▸ PROBLEM REQUIREMENTS
Exactly as written, set down every entry once more.

▸ DATASET EXTRACT
------------------------------------------------------------------------

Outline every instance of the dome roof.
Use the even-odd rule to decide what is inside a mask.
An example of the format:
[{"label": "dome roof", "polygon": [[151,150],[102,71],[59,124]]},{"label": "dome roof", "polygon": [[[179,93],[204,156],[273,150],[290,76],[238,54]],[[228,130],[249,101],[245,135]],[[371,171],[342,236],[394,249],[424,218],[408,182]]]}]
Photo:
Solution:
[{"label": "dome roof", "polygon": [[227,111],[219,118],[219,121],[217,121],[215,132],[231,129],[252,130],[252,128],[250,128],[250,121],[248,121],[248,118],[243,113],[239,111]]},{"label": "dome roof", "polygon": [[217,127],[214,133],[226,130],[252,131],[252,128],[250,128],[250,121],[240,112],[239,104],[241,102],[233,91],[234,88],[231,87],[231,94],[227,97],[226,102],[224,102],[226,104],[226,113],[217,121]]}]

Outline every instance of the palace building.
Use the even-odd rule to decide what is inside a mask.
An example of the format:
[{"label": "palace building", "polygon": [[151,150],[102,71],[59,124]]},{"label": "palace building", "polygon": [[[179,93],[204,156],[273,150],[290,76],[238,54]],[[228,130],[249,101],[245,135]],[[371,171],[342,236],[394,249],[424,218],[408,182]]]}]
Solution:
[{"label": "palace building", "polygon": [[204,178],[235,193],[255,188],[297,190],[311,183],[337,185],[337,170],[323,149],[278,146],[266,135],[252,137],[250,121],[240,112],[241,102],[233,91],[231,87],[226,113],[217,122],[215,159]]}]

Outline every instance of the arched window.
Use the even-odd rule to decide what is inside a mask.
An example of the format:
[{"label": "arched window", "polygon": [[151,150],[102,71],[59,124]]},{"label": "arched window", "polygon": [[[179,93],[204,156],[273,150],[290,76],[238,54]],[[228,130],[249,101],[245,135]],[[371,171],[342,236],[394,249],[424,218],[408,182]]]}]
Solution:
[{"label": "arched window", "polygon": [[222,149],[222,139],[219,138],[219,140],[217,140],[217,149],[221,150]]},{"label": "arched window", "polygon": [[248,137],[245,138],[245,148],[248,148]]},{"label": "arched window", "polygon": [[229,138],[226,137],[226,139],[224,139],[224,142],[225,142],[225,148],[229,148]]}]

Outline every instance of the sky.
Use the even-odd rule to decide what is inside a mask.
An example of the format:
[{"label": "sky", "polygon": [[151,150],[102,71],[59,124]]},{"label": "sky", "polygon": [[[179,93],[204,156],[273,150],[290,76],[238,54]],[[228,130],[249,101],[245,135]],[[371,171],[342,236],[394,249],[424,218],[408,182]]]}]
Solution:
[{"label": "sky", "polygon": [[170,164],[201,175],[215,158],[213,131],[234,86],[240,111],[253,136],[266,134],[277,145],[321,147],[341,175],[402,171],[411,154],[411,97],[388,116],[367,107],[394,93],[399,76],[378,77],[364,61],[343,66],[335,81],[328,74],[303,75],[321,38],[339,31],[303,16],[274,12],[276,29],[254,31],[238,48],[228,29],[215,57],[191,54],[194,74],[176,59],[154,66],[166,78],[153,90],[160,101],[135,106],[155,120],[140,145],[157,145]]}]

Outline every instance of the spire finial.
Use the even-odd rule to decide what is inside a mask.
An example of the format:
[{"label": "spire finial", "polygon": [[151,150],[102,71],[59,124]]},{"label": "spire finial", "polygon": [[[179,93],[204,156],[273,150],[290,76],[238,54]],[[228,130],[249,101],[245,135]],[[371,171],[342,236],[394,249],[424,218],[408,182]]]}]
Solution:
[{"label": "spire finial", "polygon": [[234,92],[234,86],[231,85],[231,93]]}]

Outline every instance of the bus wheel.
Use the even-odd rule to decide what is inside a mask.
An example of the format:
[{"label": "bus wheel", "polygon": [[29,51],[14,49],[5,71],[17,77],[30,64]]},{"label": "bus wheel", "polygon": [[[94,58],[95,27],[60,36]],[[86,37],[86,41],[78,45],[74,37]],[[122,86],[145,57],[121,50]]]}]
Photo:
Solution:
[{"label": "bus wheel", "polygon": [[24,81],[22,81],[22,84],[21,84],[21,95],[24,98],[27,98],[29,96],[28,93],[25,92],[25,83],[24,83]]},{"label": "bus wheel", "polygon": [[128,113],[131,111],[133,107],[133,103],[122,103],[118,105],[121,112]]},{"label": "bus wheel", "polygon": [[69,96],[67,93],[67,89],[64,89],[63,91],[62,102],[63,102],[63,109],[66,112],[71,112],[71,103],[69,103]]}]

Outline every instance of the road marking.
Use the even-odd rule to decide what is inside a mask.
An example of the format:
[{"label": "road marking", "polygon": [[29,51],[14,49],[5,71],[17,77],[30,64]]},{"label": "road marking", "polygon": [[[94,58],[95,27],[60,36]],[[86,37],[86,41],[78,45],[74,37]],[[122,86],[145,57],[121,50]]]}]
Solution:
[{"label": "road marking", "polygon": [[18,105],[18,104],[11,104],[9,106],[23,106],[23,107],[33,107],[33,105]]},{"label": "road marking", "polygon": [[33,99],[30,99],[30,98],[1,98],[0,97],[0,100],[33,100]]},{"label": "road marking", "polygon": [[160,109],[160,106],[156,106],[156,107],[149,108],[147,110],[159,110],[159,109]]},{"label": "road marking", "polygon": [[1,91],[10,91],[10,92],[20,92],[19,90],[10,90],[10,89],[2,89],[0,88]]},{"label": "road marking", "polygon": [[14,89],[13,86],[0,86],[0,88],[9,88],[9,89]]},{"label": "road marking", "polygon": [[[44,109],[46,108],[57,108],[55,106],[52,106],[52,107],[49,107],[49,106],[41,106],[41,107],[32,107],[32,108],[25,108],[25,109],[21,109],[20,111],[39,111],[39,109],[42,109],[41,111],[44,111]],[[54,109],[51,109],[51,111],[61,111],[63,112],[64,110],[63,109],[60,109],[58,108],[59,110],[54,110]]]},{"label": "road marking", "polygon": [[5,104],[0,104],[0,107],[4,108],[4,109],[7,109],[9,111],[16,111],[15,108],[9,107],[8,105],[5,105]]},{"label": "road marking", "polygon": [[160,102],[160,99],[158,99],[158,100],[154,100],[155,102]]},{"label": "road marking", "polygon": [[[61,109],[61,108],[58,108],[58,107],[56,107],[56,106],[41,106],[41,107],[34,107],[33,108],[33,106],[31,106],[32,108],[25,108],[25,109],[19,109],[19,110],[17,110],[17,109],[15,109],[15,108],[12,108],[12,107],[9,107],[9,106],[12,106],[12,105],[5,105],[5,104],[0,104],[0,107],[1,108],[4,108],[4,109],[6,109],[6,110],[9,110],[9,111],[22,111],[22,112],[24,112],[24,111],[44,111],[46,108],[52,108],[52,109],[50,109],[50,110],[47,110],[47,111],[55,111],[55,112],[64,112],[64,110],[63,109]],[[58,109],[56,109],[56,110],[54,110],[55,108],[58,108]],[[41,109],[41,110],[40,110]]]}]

------------------------------------------------------------------------

▸ EXPECTED ANSWER
Outline every instance of the dome roof.
Use the even-odd rule to decide what is inside a mask.
An example of the format:
[{"label": "dome roof", "polygon": [[151,150],[102,71],[59,124]]},{"label": "dome roof", "polygon": [[[179,93],[204,156],[273,150],[290,76],[238,54]],[[228,130],[249,101],[245,135]],[[371,171],[342,236],[394,249],[424,218],[408,182]]]}]
Photo:
Solution:
[{"label": "dome roof", "polygon": [[227,111],[219,118],[219,121],[217,121],[215,132],[231,129],[252,130],[252,128],[250,128],[250,121],[248,121],[248,118],[243,113],[239,111]]},{"label": "dome roof", "polygon": [[217,127],[214,133],[226,130],[252,131],[252,128],[250,128],[250,121],[240,112],[239,104],[241,102],[233,91],[234,88],[231,87],[231,94],[227,97],[226,102],[224,102],[226,104],[226,113],[217,121]]}]

Outline every instance of the palace building.
Use the even-odd rule to decide what is inside a mask.
An example of the format:
[{"label": "palace building", "polygon": [[151,150],[102,71],[59,124]]},{"label": "palace building", "polygon": [[[179,93],[204,156],[273,150],[290,76],[238,54]],[[228,130],[249,101],[245,135]],[[371,171],[342,236],[394,249],[424,218],[408,182]]]}]
Solution:
[{"label": "palace building", "polygon": [[204,178],[235,193],[255,188],[297,190],[311,183],[337,185],[337,170],[323,149],[278,146],[266,135],[252,137],[250,121],[240,112],[241,102],[233,91],[231,87],[226,113],[217,122],[215,159]]}]

Outline every instance of the arched window.
Use the even-odd rule to decide what is inside a mask.
An example of the format:
[{"label": "arched window", "polygon": [[151,150],[102,71],[59,124]]},{"label": "arched window", "polygon": [[[179,93],[204,156],[273,150],[290,76],[238,54]],[[228,130],[249,101],[245,135]],[[371,171],[342,236],[394,249],[424,218],[408,182]]]}]
Solution:
[{"label": "arched window", "polygon": [[222,149],[222,139],[219,138],[219,140],[217,140],[217,149],[221,150]]},{"label": "arched window", "polygon": [[248,137],[245,138],[245,148],[248,148]]},{"label": "arched window", "polygon": [[229,138],[226,137],[226,139],[224,139],[224,142],[225,142],[225,148],[229,148]]}]

Outline every instance of the sky.
Use the even-odd rule to decide what is inside a mask.
An example of the format:
[{"label": "sky", "polygon": [[151,150],[102,71],[59,124]]},{"label": "sky", "polygon": [[[179,93],[204,156],[273,150],[290,76],[238,54]],[[228,130],[249,101],[245,135]],[[371,171],[342,236],[394,249],[424,218],[408,182]]]}]
Solution:
[{"label": "sky", "polygon": [[170,164],[201,175],[215,158],[213,131],[234,86],[240,111],[253,136],[266,134],[277,145],[321,147],[341,175],[402,171],[411,154],[411,97],[388,116],[367,107],[394,93],[399,76],[378,77],[364,61],[343,66],[335,81],[328,74],[303,75],[321,38],[339,31],[303,16],[274,12],[276,29],[254,31],[238,48],[228,29],[215,57],[191,54],[194,74],[176,59],[154,66],[166,78],[153,90],[160,101],[135,106],[155,120],[140,145],[157,145]]}]

Outline every instance of the spire finial.
Use the even-odd rule to decide what is inside a mask.
An example of the format:
[{"label": "spire finial", "polygon": [[151,150],[102,71],[59,124]]},{"label": "spire finial", "polygon": [[[179,93],[204,156],[273,150],[290,76],[238,54]],[[228,130],[249,101],[245,135]],[[371,171],[342,236],[394,249],[424,218],[408,182]]]}]
Solution:
[{"label": "spire finial", "polygon": [[234,92],[234,86],[231,85],[231,93]]}]

Outline every instance of the bus wheel.
Use the even-odd rule to decide what is inside a mask.
An example of the format:
[{"label": "bus wheel", "polygon": [[29,51],[14,49],[5,71],[17,77],[30,64]]},{"label": "bus wheel", "polygon": [[[94,58],[95,27],[60,36]],[[86,37],[86,41],[78,45],[74,37]],[[122,86],[145,57],[121,50]]]}]
Photo:
Solution:
[{"label": "bus wheel", "polygon": [[24,81],[22,81],[22,84],[21,84],[21,95],[24,98],[27,98],[29,96],[28,93],[25,92],[25,83],[24,83]]},{"label": "bus wheel", "polygon": [[128,113],[131,111],[133,107],[133,103],[122,103],[118,105],[121,112]]},{"label": "bus wheel", "polygon": [[69,96],[67,93],[67,89],[64,89],[63,91],[62,102],[63,102],[63,109],[66,112],[71,112],[71,103],[69,103]]}]

Outline every instance of the road marking.
Use the even-odd rule to decide what is inside a mask.
An example of the format:
[{"label": "road marking", "polygon": [[29,51],[14,49],[5,71],[17,77],[30,64]]},{"label": "road marking", "polygon": [[[94,58],[95,27],[60,36]],[[86,37],[86,41],[78,45],[74,37]],[[122,86],[145,57],[121,50]]]}]
Solution:
[{"label": "road marking", "polygon": [[18,105],[18,104],[11,104],[9,106],[23,106],[23,107],[33,107],[33,105]]},{"label": "road marking", "polygon": [[33,99],[30,99],[30,98],[1,98],[0,97],[0,100],[33,100]]},{"label": "road marking", "polygon": [[160,109],[160,106],[156,106],[156,107],[149,108],[147,110],[159,110],[159,109]]},{"label": "road marking", "polygon": [[1,91],[10,91],[10,92],[20,92],[19,90],[10,90],[10,89],[2,89],[0,88]]},{"label": "road marking", "polygon": [[14,89],[13,86],[0,86],[0,88],[9,88],[9,89]]},{"label": "road marking", "polygon": [[[44,109],[46,108],[57,108],[55,106],[52,106],[52,107],[49,107],[49,106],[41,106],[41,107],[32,107],[32,108],[25,108],[25,109],[21,109],[20,111],[39,111],[39,109],[42,109],[41,111],[44,111]],[[54,109],[51,109],[51,111],[61,111],[63,112],[64,110],[63,109],[60,109],[58,108],[59,110],[54,110]]]},{"label": "road marking", "polygon": [[5,104],[0,104],[0,107],[4,108],[4,109],[7,109],[9,111],[16,111],[15,108],[9,107],[8,105],[5,105]]},{"label": "road marking", "polygon": [[160,102],[160,99],[158,99],[158,100],[154,100],[155,102]]},{"label": "road marking", "polygon": [[[61,109],[61,108],[58,108],[58,107],[56,107],[56,106],[41,106],[41,107],[34,107],[33,108],[33,106],[31,106],[32,108],[25,108],[25,109],[19,109],[19,110],[17,110],[17,109],[15,109],[15,108],[12,108],[12,107],[9,107],[9,106],[12,106],[12,105],[5,105],[5,104],[0,104],[0,107],[1,108],[4,108],[4,109],[6,109],[6,110],[9,110],[9,111],[22,111],[22,112],[24,112],[24,111],[44,111],[46,108],[52,108],[52,109],[50,109],[50,110],[47,110],[47,111],[55,111],[55,112],[64,112],[64,110],[63,109]],[[58,109],[56,109],[56,110],[54,110],[55,108],[58,108]],[[41,109],[41,110],[40,110]]]}]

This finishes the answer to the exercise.